[START SELECTION]

First note that $T\pi|_{HP} \colon HP \to TB$ is a vector bundle map covering $\pi \colon P \to B$ and a vector space isomorphism on each fiber. This is clear because $T_v\pi$ is obviously onto for every $v \in HP$ and because of dimensional reasons also injective.

Then we can apply Ch. II. 2.26 Prop. XVI from Greub, Halperin, Vanstone: "Connections Curvature and Cohomology Volume I" and get immediately that the map

$$ \alpha \colon C^\infty(P) \otimes_{C^\infty(B)} \Gamma^\infty(TB) \to \Gamma^\infty(HP), f \otimes X \mapsto f \cdot (T\pi|_{HP})^* X $$

is an isomorphism of $C^\infty(P)$-modules.

Now by the very definition of $(T\pi|_{HP})^*$ and of the horizontal lift, the equation

$$ ((T\pi|_{HP})^*X)(p) = T\pi|_{H_vP}^{-1}(X(\pi(p)) = X^h(p) $$

holds for every $p \in P$ and $X \in \Gamma^\infty(TB)$, i.e. $$(T\pi|_{HP})^* X = X^h$$ for every $X \in \Gamma^\infty(TB)$. Consequently given a $\sigma \in \Gamma^\infty(HP)$ there is a $k \in \mathbb{N}$ and for every $i \in \{1,\dots,k\}$ $f^i \in C^\infty(P)$ and $X_i \in \Gamma^\infty(TB)$ with

$$\sigma = \alpha\left(\sum_{i = 1}^k f^i \otimes X_i\right) = \sum_{i = 1}^k f^i X_i^h.$$

This proves the theorem.

[END SELECTION]
[START INFORMATION PROVIDED]

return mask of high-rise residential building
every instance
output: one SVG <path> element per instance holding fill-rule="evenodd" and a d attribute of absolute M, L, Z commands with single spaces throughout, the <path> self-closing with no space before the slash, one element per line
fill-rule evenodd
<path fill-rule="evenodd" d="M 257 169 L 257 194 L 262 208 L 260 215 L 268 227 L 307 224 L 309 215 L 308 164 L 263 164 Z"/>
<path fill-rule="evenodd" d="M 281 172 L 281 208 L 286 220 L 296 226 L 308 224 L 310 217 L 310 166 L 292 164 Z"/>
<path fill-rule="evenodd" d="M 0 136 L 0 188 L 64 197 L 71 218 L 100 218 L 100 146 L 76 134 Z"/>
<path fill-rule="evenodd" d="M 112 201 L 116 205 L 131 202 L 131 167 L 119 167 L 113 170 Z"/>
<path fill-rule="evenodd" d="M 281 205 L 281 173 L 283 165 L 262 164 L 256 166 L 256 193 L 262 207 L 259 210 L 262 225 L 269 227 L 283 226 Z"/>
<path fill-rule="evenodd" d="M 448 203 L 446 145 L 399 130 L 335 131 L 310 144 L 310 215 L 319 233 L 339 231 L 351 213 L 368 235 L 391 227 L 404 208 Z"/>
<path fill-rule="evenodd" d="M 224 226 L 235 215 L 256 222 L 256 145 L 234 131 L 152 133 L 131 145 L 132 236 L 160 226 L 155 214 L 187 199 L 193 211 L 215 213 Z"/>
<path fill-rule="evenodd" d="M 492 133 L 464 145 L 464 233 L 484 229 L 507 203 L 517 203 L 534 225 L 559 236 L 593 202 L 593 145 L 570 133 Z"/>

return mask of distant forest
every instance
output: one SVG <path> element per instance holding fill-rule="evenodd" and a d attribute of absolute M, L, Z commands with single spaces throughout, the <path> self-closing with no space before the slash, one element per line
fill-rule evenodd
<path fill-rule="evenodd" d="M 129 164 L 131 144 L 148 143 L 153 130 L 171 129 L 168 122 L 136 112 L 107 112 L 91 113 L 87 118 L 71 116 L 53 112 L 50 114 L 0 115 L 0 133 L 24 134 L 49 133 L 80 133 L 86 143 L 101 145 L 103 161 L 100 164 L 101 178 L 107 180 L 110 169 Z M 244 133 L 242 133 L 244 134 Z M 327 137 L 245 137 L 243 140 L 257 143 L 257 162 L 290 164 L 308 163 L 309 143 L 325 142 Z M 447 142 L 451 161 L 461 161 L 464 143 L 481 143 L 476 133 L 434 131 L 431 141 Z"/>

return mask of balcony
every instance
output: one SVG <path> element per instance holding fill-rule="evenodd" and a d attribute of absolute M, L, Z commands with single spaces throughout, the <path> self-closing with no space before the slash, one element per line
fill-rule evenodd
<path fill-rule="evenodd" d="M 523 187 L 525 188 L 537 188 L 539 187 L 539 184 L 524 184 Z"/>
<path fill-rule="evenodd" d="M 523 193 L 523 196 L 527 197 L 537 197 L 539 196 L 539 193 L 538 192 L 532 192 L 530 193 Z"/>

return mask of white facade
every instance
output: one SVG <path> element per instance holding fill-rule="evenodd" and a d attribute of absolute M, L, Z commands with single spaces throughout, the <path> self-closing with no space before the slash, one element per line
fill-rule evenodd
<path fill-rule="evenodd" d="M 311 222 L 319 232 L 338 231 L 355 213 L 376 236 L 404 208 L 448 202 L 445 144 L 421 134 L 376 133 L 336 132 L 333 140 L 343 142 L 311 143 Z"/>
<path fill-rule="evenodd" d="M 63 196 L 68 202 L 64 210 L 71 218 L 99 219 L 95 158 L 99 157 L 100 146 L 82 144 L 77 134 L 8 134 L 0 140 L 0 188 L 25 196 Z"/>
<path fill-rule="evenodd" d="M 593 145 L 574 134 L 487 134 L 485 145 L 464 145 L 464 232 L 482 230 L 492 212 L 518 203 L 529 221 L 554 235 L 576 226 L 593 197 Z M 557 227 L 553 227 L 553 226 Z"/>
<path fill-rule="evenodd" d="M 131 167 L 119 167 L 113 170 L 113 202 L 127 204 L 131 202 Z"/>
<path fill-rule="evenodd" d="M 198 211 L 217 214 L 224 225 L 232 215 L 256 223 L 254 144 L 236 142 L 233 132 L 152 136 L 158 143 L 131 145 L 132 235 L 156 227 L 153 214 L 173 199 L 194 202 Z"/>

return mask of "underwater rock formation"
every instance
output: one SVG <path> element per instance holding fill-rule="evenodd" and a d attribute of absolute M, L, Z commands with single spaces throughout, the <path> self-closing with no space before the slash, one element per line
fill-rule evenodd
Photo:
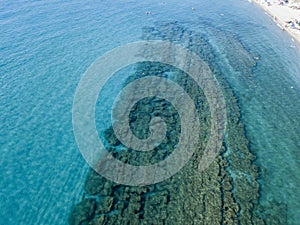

[END INFORMATION PROVIDED]

WORK INSTRUCTIONS
1. Answer these questions about the proof on horizontal sections of HP:
(a) Which book, chapter, and proposition does the proof cite?
(b) What reason does the proof give for $T_v\pi$ being injective?
(c) What kind of isomorphism is the map $\alpha$?
2. Extend the proof on horizontal sections of HP past its last sentence.

PER-TASK OUTPUTS
1.
(a) Greub, Halperin, Vanstone: "Connections Curvature and Cohomology Volume I", Ch. II. 2.26 Prop. XVI.
(b) Dimensional reasons.
(c) An isomorphism of $C^\infty(P)$-modules.

2.
So the only nontrivial part is the proposition from Greub et. al. Just for convenience let my cite it here:

Let $\hat \pi \colon \hat E \to \hat M$ and $\pi \colon E \to M$ be two vector bundles and let $\Phi \colon \hat E \to E$ a vector bundle map over some smooth map $\phi \colon \hat M \to M$ restricting to linear isomorphisms in the fibers. Make $C^\infty(\hat M)$ into an $C^\infty(M)$-module by setting

$$ f \cdot \hat f := \phi^*f \cdot \hat f $$

for all $f \in C^\infty(M)$ and $\hat f \in C^\infty(\hat M)$. Then the map

$$ \alpha_{\Phi} \colon C^\infty(\hat M) \otimes_{C^\infty(M)} \Gamma^\infty(E) \to \Gamma^\infty(\hat E), \hat f \otimes \sigma \mapsto \hat f \cdot \Phi^* \sigma $$

is an isomorphism of $C^\infty(\hat M)$-modules. Therby for $\sigma \in \Gamma^\infty(E)$ the smooth section $\Phi^* \sigma \in \Gamma^\infty(\hat E)$ is the pullback of $\sigma$, defined by $(\Phi^*\sigma)(\hat p) := \Phi|_{{\hat E}{\hat p}}^{-1}(\sigma(\hat p))$ for all $\hat p \in \hat M$.

That's essentially the same theorem as Michael stated. Greub et. al. proof it by using that the modules of sections of a vector bundle is finitely generated (Serre-Swan) and that every vector bundle can enlarged via whitney sum to a trivial vector bundle. Again to prove this they also use Serre-Swan.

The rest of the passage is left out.